— Start Input —
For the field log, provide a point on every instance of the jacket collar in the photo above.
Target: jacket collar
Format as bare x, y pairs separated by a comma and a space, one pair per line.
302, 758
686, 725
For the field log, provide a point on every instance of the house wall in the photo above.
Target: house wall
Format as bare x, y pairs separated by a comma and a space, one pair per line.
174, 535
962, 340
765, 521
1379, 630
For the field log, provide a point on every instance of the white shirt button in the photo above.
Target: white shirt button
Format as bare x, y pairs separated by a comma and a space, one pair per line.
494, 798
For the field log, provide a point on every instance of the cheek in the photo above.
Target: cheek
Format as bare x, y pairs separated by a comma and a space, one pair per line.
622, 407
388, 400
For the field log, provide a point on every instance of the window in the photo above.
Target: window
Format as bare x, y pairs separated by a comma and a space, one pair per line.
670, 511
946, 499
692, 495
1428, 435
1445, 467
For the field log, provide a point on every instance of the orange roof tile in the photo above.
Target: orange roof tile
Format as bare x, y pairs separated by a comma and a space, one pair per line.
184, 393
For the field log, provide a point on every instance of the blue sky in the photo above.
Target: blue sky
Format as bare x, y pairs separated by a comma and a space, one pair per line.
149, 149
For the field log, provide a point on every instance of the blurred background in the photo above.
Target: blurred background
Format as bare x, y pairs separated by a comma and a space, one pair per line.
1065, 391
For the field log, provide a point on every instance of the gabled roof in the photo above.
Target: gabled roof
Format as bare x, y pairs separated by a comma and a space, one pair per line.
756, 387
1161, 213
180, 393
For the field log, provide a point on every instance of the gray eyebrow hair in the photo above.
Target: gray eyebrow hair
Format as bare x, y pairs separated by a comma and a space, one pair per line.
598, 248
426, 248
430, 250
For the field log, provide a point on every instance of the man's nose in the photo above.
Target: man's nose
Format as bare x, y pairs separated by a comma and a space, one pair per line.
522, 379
— End Input —
Please lay out all the records above as a numbered list, leaving out any blank lines.

### Exercise answer:
1. For the field log, provide a point on every instance of the jacket collar in the photo above.
2. Target: jacket collar
3. Format as bare x, y pairs separated by a comma and a space, one pair per line.
4. 302, 758
5. 686, 725
6. For the field log, provide a point on every instance of the house wall in the photo above.
7. Target: house wall
8. Format as bare x, y pairs separated by a comma and a space, one pair per line.
9. 174, 535
10. 962, 340
11. 765, 521
12. 1379, 630
13. For the field log, provide a point on every instance of the white shirt button in the photo above.
14. Target: white shirt button
15. Format as bare x, y pairs separated by a comma and a space, one pair per line.
16. 494, 798
17. For the field log, provide a point on every instance of the cheek in the photo above.
18. Target: cheek
19. Format as bare x, y pairs separated by a comma and a space, one pair per line.
20. 622, 407
21. 388, 400
22. For the field log, provide a point on every instance of the window in the photo above.
23. Target: window
24. Format as bare x, y pairs separated by a comma and a space, one pair per line.
25. 670, 511
26. 946, 499
27. 692, 495
28. 1428, 435
29. 1445, 467
30. For the field log, provide a point on every instance of the orange roof tile in the photo above.
31. Target: orange roof tile
32. Format as bare x, y pairs separated by a comma and a space, one pair per line.
33. 184, 393
34. For the field log, provide a point on every instance of the blue sky in the photo above.
35. Target: blue sky
36. Format as bare x, y pairs separated by a comma and a space, one pair per line.
37. 149, 149
38. For the field log, provide a point on every instance of the blurred background in the photo above.
39. Target: blurred background
40. Format as bare x, y pairs separated by a comma and a space, one pair per line.
41. 1065, 391
42. For the field log, provide a point on every instance of the gabled roof in the photo above.
43. Target: gabled roof
44. Format as bare x, y pairs separated by a comma and a space, one pair per line.
45. 756, 387
46. 1161, 213
47. 180, 393
48. For the field log, provide a point on every instance of the gray eyebrow hair in the photo above.
49. Target: gray eyebrow hair
50. Format as bare x, y pairs separated by a comma and a space, one pair per line.
51. 598, 248
52. 426, 248
53. 430, 250
54. For the field log, provide a point on every instance of the man's nose in the photo above.
55. Target: man's nose
56. Format as bare x, y pairs separated by a comma and a space, one pair per line.
57. 522, 379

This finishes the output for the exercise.